Return the following lines verbatim, in the order given.
-------- Data section
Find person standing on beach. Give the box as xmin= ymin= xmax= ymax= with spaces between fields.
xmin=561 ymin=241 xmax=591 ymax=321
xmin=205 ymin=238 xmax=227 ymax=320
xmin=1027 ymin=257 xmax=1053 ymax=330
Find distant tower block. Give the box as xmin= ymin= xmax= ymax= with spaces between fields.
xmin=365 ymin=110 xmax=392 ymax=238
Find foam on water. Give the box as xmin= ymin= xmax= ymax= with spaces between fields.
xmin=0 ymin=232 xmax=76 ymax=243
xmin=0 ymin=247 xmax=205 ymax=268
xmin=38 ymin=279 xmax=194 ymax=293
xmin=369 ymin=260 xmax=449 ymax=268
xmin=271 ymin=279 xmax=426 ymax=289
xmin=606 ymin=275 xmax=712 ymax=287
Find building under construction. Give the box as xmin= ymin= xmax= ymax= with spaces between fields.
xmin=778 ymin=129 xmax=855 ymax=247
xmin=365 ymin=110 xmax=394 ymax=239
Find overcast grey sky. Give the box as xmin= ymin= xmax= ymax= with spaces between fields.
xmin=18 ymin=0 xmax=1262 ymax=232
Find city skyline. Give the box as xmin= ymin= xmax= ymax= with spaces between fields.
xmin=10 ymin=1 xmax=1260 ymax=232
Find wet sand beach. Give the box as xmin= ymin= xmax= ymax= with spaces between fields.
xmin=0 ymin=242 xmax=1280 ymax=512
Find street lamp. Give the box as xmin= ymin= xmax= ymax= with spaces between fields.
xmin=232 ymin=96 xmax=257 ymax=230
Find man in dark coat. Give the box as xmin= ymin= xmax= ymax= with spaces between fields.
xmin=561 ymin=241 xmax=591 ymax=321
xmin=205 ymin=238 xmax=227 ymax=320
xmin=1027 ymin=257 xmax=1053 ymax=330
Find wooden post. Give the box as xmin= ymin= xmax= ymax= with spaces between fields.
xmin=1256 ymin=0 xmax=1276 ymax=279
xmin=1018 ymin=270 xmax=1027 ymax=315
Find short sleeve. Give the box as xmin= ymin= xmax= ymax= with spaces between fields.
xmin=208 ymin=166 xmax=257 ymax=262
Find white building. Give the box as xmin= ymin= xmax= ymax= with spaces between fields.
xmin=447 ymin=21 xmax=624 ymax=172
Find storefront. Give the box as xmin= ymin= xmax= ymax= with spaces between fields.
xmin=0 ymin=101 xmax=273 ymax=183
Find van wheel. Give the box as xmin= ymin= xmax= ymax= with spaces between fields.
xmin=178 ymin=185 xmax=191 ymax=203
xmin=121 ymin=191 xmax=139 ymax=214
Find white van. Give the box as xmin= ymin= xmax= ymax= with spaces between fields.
----------------
§ The solution
Find person standing on beach. Give the box as xmin= ymin= xmax= ymax= with spaces between fields.
xmin=561 ymin=241 xmax=591 ymax=321
xmin=205 ymin=238 xmax=227 ymax=320
xmin=1027 ymin=257 xmax=1053 ymax=330
Find distant tower block. Give the box as xmin= ymin= xmax= ymax= with spaces between fields.
xmin=365 ymin=110 xmax=392 ymax=238
Find foam on water. Give the box as xmin= ymin= xmax= ymax= with spaces between fields.
xmin=0 ymin=232 xmax=76 ymax=243
xmin=0 ymin=247 xmax=205 ymax=268
xmin=38 ymin=279 xmax=194 ymax=293
xmin=369 ymin=260 xmax=449 ymax=268
xmin=271 ymin=279 xmax=426 ymax=289
xmin=606 ymin=275 xmax=712 ymax=287
Find building under construction. Give the box as xmin= ymin= xmax= ymax= with spaces between fields.
xmin=778 ymin=129 xmax=855 ymax=247
xmin=365 ymin=110 xmax=394 ymax=239
Find overcast grey sky. Give the box as xmin= ymin= xmax= ymax= with spaces between fields.
xmin=18 ymin=0 xmax=1262 ymax=232
Find city skyline. Give the box as xmin= ymin= xmax= ymax= with spaces between fields.
xmin=10 ymin=1 xmax=1260 ymax=232
Find wet sand beach. Give the box as xmin= ymin= xmax= ymax= with spaces between fields.
xmin=0 ymin=242 xmax=1280 ymax=512
Find street lamp. Give the box as xmin= ymin= xmax= ymax= with spaces between fields.
xmin=232 ymin=96 xmax=257 ymax=230
Find man in dark coat. Give the box as xmin= ymin= xmax= ymax= with spaces between fields.
xmin=561 ymin=241 xmax=591 ymax=321
xmin=205 ymin=238 xmax=227 ymax=320
xmin=1027 ymin=257 xmax=1053 ymax=330
Find wooden post. Give the box as xmin= ymin= xmax= ymax= with spaces between fields.
xmin=1256 ymin=0 xmax=1276 ymax=279
xmin=1018 ymin=270 xmax=1027 ymax=315
Find short sleeve. Give the box as xmin= ymin= xmax= ymax= with spaces between fields.
xmin=208 ymin=166 xmax=257 ymax=262
Find white building. Give the box as xmin= ymin= xmax= ymax= with spaces between fields.
xmin=447 ymin=21 xmax=624 ymax=172
Find storefront. Give the box as xmin= ymin= xmax= ymax= with spaces between fields.
xmin=0 ymin=101 xmax=273 ymax=183
Find van wheel. Give the box as xmin= ymin= xmax= ymax= with spaces between fields.
xmin=178 ymin=185 xmax=191 ymax=203
xmin=121 ymin=191 xmax=139 ymax=214
Find white van. Give the box as xmin= ymin= xmax= ymax= with spaces between fields.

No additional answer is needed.